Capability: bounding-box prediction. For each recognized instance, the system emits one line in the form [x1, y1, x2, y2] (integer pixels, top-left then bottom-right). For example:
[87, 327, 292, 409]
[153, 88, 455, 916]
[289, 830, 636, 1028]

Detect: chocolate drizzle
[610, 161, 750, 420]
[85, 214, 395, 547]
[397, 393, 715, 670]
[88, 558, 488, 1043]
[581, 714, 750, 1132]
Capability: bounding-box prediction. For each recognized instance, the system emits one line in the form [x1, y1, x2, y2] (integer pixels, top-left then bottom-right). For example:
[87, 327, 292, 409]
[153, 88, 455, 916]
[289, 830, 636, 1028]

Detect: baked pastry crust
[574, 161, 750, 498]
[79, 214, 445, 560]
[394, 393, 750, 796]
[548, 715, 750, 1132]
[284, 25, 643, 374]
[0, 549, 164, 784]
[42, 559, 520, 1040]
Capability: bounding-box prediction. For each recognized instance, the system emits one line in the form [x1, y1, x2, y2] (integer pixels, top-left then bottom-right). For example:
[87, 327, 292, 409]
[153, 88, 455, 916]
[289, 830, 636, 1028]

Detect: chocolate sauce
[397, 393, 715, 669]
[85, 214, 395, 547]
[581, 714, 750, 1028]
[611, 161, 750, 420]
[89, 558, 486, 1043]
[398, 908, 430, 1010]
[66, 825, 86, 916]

OBJETIVO DEL EJERCICIO: Vuelve a escribir solo el tramo que abre con el comienzo de las entradas y cierra con la línea que contiene "[88, 558, 488, 1043]", ambas incluidas, con las indicaciones tal como aparecen. Desplaza las coordenadas de las respuestas sumando 35 a cada uno de sus números, sin tocar los ejemplos de formato.

RESPUESTA DE TAREA:
Capability: bounding-box prediction. For each recognized instance, the system emits one line in the form [x1, y1, x2, y2] (integer pixels, top-left then bottom-right). For example:
[87, 327, 292, 409]
[153, 88, 455, 916]
[289, 830, 636, 1028]

Detect: chocolate drizzle
[645, 196, 785, 455]
[120, 249, 430, 582]
[432, 428, 750, 705]
[123, 593, 523, 1078]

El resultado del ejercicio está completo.